━━━━━ Provided passage ━━━━━

Search Results for

    Show / Hide Table of Contents

    Full Text Search

    PostgreSQL has built-in support for full-text search, which allows you to conveniently and efficiently query natural language documents.

    Mapping

    PostgreSQL full text search types are mapped onto .NET types built-in to Npgsql. The tsvector type is mapped to NpgsqlTsVector and tsquery is mapped to NpgsqlTsQuery. This means you can use properties of type NpgsqlTsVector directly in your model to create tsvector columns. The NpgsqlTsQuery type on the other hand, is used in LINQ queries.

    public class Product
    {
        public int Id { get; set; }
        public string Title { get; set; }
        public string Description { get; set; }
        public NpgsqlTsVector SearchVector { get; set; }
    }
    

    Setting up and querying a full text search index on an entity

    As the PostgreSQL documentation explains, full-text search requires an index to run efficiently. This section will show two ways to do this, each having its benefits and drawbacks. Please read the PostgreSQL docs for more information on the two different approaches.

    Method 1: tsvector column

    This method adds a tsvector column to your table, that is automatically updated when the row is modified. First, add an NpgsqlTsVector property to your entity:

    public class Product
    {
        public int Id { get; set; }
        public string Name { get; set; }
        public string Description { get; set; }
        public NpgsqlTsVector SearchVector { get; set; }
    }
    

    Setting up the column to be auto-updated depends on your PostgreSQL version. On PostgreSQL 12 and above, the column can be a simple generated column, and version 5.0.0 contains sugar for setting that up. In previous versions, you must manually set up database triggers that update the column instead.

    • PostgreSQL 12+
    • Older Versions
    Note

    The below only works on PostgreSQL 12 and version 5.0.0 of the EF Core provider.

    The following will set up a generated tsvector column, over which you can easily create an index:

    protected override void OnModelCreating(ModelBuilder modelBuilder)
    {
        modelBuilder.Entity<Product>()
            .HasGeneratedTsVectorColumn(
                p => p.SearchVector,
                "english",  // Text search config
                p => new { p.Name, p.Description })  // Included properties
            .HasIndex(p => p.SearchVector)
            .HasMethod("GIN"); // Index method on the search vector (GIN or GIST)

━━━━━

Written task 1: What .NET type does the Npgsql full-text search page say the PostgreSQL tsquery type is mapped to?
Written task 2:
Do these statements agree with the Npgsql full-text search page? Answer yes or no for each and quote the words that decide it.
(a) The tsvector type is mapped to NpgsqlTsVector.
(b) On PostgreSQL versions before 12, the search column can be a simple generated column.
(c) The NpgsqlTsQuery type is used to create tsvector columns in the model.
Written task 3: Resume the Npgsql full-text search page from its final line of code.
You won't need the material that comes next.

━━━━━ Data ━━━━━

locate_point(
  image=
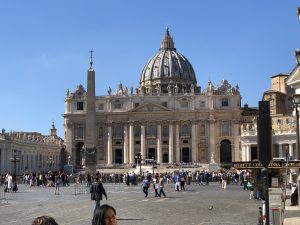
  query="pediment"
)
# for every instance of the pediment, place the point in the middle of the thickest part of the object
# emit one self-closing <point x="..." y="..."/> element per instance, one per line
<point x="184" y="99"/>
<point x="294" y="78"/>
<point x="150" y="107"/>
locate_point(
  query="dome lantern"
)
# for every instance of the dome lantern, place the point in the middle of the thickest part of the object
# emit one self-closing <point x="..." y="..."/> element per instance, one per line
<point x="168" y="71"/>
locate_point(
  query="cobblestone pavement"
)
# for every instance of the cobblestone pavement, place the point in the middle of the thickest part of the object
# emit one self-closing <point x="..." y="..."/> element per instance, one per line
<point x="205" y="205"/>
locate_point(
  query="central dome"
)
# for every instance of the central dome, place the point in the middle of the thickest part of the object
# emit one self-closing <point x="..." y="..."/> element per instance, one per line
<point x="168" y="69"/>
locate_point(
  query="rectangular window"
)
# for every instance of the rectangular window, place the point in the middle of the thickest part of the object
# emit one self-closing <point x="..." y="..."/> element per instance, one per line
<point x="165" y="132"/>
<point x="79" y="105"/>
<point x="100" y="107"/>
<point x="164" y="104"/>
<point x="202" y="104"/>
<point x="225" y="129"/>
<point x="100" y="132"/>
<point x="137" y="131"/>
<point x="225" y="102"/>
<point x="184" y="104"/>
<point x="118" y="105"/>
<point x="79" y="133"/>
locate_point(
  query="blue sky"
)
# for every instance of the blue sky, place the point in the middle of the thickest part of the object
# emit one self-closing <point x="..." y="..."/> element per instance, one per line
<point x="44" y="48"/>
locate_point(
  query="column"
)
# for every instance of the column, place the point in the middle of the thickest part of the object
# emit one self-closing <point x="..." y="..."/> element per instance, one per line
<point x="159" y="150"/>
<point x="291" y="150"/>
<point x="171" y="143"/>
<point x="109" y="144"/>
<point x="194" y="142"/>
<point x="131" y="143"/>
<point x="248" y="152"/>
<point x="143" y="140"/>
<point x="125" y="144"/>
<point x="212" y="139"/>
<point x="280" y="150"/>
<point x="177" y="143"/>
<point x="244" y="153"/>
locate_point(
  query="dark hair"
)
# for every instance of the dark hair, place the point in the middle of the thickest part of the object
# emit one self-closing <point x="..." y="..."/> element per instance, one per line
<point x="44" y="220"/>
<point x="99" y="214"/>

━━━━━

Task answer 1: NpgsqlTsQuery

Task answer 2:
(a) Yes: "The tsvector type is mapped to NpgsqlTsVector"
(b) No: "In previous versions, you must manually set up database triggers that update the column instead."
(c) No: "The NpgsqlTsQuery type on the other hand, is used in LINQ queries."

Task answer 3:
    }
    

    First, modify the OnModelCreating() of your context class to add an index as follows:

    protected override void OnModelCreating(ModelBuilder modelBuilder)
    {
        modelBuilder.Entity<Product>()
            .HasIndex(p => p.SearchVector)
            .HasMethod("GIN"); // Index method on the search vector (GIN or GIST)
    }
    

    Now generate a migration (dotnet ef migrations add ....), and open it with your favorite editor, adding the following:

    public partial class CreateProductTable : Migration
    {
        protected override void Up(MigrationBuilder migrationBuilder)
        {
            // Migrations for creation of the column and the index will appear here, all we need to do is set up the trigger to update the column:
    
            migrationBuilder.Sql(
                @"CREATE TRIGGER product_search_vector_update BEFORE INSERT OR UPDATE
                  ON ""Products"" FOR EACH ROW EXECUTE PROCEDURE
                  tsvector_update_trigger(""SearchVector"", 'pg_catalog.english', ""Name"", ""Description"");");
    
            // If you were adding a tsvector to an existing table, you should populate the column using an UPDATE
            // migrationBuilder.Sql("UPDATE \"Products\" SET \"Name\" = \"Name\";");
        }
    
        protected override void Down(MigrationBuilder migrationBuilder)
        {
            // Migrations for dropping of the column and the index will appear here, all we need to do is drop the trigger:
            migrationBuilder.Sql("DROP TRIGGER product_search_vector_update");
        }
    }
    

    Once your auto-updated tsvector column is set up, any inserts or updates on the Products table will now update the SearchVector column and maintain it automatically. You can query it as follows:

    var context = new ProductDbContext();
    var npgsql = context.Products
        .Where(p => p.SearchVector.Matches("Npgsql"))
        .ToList();
    

    Method 2: Expression index

    Version 5.0.0 of the provider includes sugar for defining the appropriate expression index; if you're using an older version, you'll have to define a raw SQL migration yourself.

    • Version 5.0.0
    • Older Versions
    modelBuilder.Entity<Blog>()
        .HasIndex(b => new { b.Title, b.Description })
        .HasMethod("GIN")
        .IsTsVectorExpressionIndex("english");
    

    Create a migration which will contain the index creation SQL (dotnet ef migrations add ...). At this point, open the generated migration with your editor and add the following:

    protected override void Up(MigrationBuilder migrationBuilder)
    {
        migrationBuilder.Sql(@"CREATE INDEX fts_idx ON ""Product"" USING GIN (to_tsvector('english', ""Name"" || ' ' || ""Description""));");
    }
    
    protected override void Down(MigrationBuilder migrationBuilder)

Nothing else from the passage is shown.